- **PASSAGE**:
I had noticed that Cloud_Add was elemental, but I didn't notice the other one. I hope they remove this restriction. It does make some sense, but it makes debugging hard sometimes.
> I will check the values in a debugger. > BTW, the problem only appears to occur on an IBM system using xlf95. > On a linux system > (RHE 5.0, gfortran 4.4) everything looks to be o.k.
Well, if it was caused by an uninitialized value, it could be very different on a different system.
It wouldn't seem a bad idea to check atm2%n_clouds also.
if(atm1%n_clouds.ne.atm2%n_clouds) STOP 123
It would have been nice to allow a variable on the STOP statement.
This is back to the question asked some weeks ago about how much checking one should do on function arguments.
Also, note that the array add not using slice notation depends on the two arrays having the same size.
(I presume STOP is allowed in elemental functions, but maybe not.)
> causes a segfault. When I change it to the more usual
> atmsum%Cloud = atmsum%Cloud + atm2%Cloud
> everything is fine. No segfault and results are correct.
> Obviously my use of array slices when the function result is also one of > the arguments is causing a problem. Regular clf readers will know that > treating an array slice like an array will one day BYITA - today appears > to be my turn.
> First off, is the array-slice version legal? If it is, can anyone put > forward a possible explanation as to what the mechanism of that error > might be. E.g. something is being copied and the order one of the > operations is important and/or...? I just want to provide some sort of > cogent explanation of the problem to others so they don't do what I did.
I don't see anything obviously wrong with either version. Being a style that I don't normally personally use doesn't count as wrong. The nature of the problem is not obvious to me.
But I do want to correct one things that is an error - not in the code, but in your description of it. The function result is *NOT* one of the arguments to the function - not even close. You are making what is a very common mistake. Let me simplify to a trivial function invocation, without any array issues or operator overloads. Consider
y = f(x)
The y here is *NOT* the function result. That's not the way assignment works. Conceptually, the y=f(x) is done in two steps. (One can break it down further, but these two are the relevant ones here).
1. Evaluate f(x). In doing that, you don't look at any other context. It isn't relevant that it is in an assignment statement at all, much less what is on the left-hand side of the assignment. Just evaluate f(x) as it stands. Store the result in some unnamed temporary place if needed.

- **DATA EXCERPT**:
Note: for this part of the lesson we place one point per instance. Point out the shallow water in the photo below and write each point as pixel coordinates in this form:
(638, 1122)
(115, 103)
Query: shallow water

- **GOAL A**: Reproduce the Fortran thread word for word, starting with "Well, if it" and going on through "results are correct.".
- **GOAL B**:
Answer these questions using the Fortran thread:
(i) On what kind of system, using which compiler, did the problem appear to occur?
(ii) Besides the other value, what does the reply say it wouldn't be a bad idea to check as well?
(iii) What statement is offered as the trivial function invocation?

- **EXERCISE SOLUTION A**:
Well, if it was caused by an uninitialized value, it could be very different on a different system.
It wouldn't seem a bad idea to check atm2%n_clouds also.
if(atm1%n_clouds.ne.atm2%n_clouds) STOP 123
It would have been nice to allow a variable on the STOP statement.
This is back to the question asked some weeks ago about how much checking one should do on function arguments.
Also, note that the array add not using slice notation depends on the two arrays having the same size.
(I presume STOP is allowed in elemental functions, but maybe not.)
> causes a segfault. When I change it to the more usual
> atmsum%Cloud = atmsum%Cloud + atm2%Cloud
> everything is fine. No segfault and results are correct.

- **EXERCISE SOLUTION B**:
(i) An IBM system using xlf95.
(ii) atm2%n_clouds.
(iii) y = f(x)